The board of BAM Construct UK (left to right): Doug Keillor, Andrea Singh (HR), Neil McGruer (finance) and (seated) CEO James Wimpenny

BAM Construct UK report and accounts for 2020 show that profit before tax increased 46% to £13.7m (2019: £9.4m).

Revenues from design, construction, facilities management and property development businesses reduced by 15% to £793.1m (2019: £930.5m) due to the impact of Covid.

The order book remained strong at £1,471.9m (2019: £1,402.9m). Of new work won in 2020 58% was for public sector clients and 42% was for private sector clients.

The year-end cash balance was £80.7m (2019: £85.8m) and the balance sheet shows net assets of £145.0m (2019: £135.7m).

BAM improved its payment times to its supply chain to an average of 36 days (from 39 days).

BAM Construct UK includes BAM Construction, BAM FM, BAM Properties and BAM Plant. It does not include BAM Nuttall, the UK-based civil engineering contractor; the Dutch parent company keeps th Nutall accounts and management separate from BAM Construct UK.

Related Information

In 2020 BAM Construction showed a pre-tax profit of £8.4m (2019: loss £2.4m) on a revenue of £722.4m in 2020 (2019: £867.8m). Major construction awards in 2020 included a project to build new film studios in Elstree for Sky, Central House offices in London, Derby Cathedral Free School, and the Clydebank Health Centre.

BAM FM’s turnover grew 10% to £65.2m (2019: £58.9m). Pre-tax profit was £3.5m (2019: £3.6m). BAM FM won new business for Crawley Education Authority, London Borough of Hackney, North Ayrshire Council plus Hilton Hotels, Skechers and Premier Foods, among others.

BAM Properties delivered a pre-tax loss of £2.9m (2019: loss £1.1m) on a revenue of £12.1m in 2020 (2019: £1.5m). The loss for 2020 was driven by the impairment of an investment in Leeds, which was subsequently sold in the year.

------------------------------------------------

According to the results summary, what average number of days did BAM take to pay its supply chain in 2020? The items that come after this summary have no connection to the results summary.

▶ **Data supplied**:
------------------------------------------------

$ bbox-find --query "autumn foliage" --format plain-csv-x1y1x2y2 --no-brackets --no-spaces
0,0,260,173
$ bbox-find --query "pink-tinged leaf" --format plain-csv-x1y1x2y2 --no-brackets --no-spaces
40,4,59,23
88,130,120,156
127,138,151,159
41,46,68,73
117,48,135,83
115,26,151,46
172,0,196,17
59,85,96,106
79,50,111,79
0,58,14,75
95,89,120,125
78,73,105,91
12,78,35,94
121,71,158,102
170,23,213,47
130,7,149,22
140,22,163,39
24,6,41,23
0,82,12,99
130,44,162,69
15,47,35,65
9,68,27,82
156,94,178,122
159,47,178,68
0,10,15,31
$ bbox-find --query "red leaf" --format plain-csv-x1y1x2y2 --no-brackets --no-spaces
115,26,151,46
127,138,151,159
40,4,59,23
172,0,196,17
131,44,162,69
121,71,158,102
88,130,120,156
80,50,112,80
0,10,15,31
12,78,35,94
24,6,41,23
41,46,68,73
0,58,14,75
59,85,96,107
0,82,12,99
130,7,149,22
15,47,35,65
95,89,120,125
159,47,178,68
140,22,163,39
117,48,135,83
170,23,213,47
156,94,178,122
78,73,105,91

------------------------------------------------

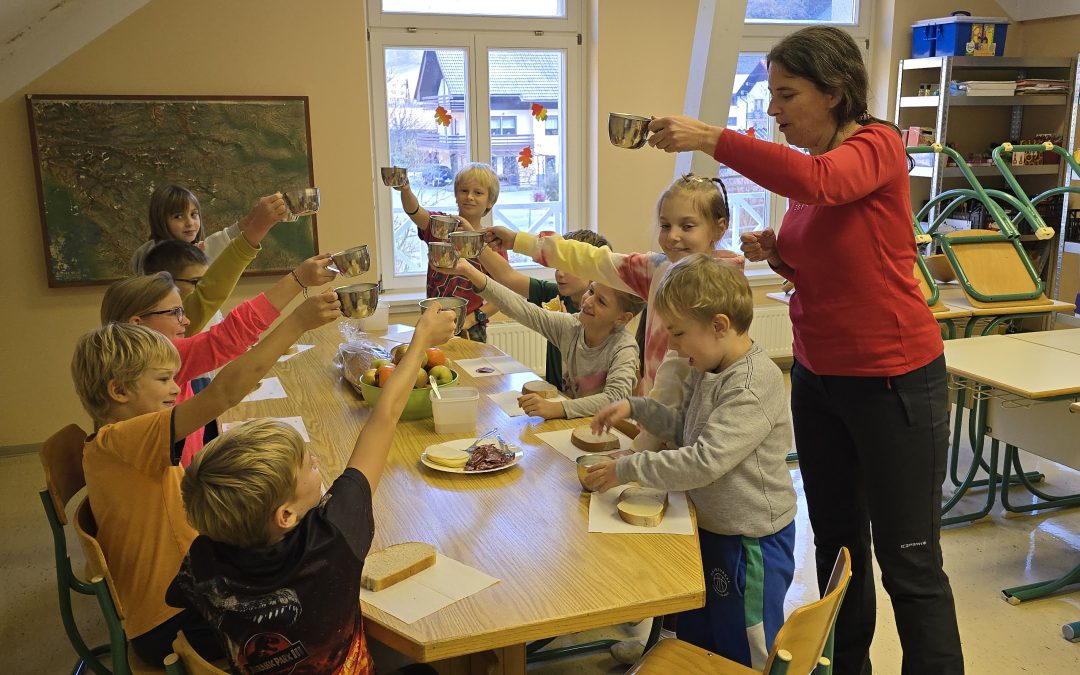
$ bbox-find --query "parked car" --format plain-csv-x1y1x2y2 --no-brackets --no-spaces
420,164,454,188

------------------------------------------------

▶ **Result**: BAM paid its supply chain in an average of 36 days, improved from 39 days.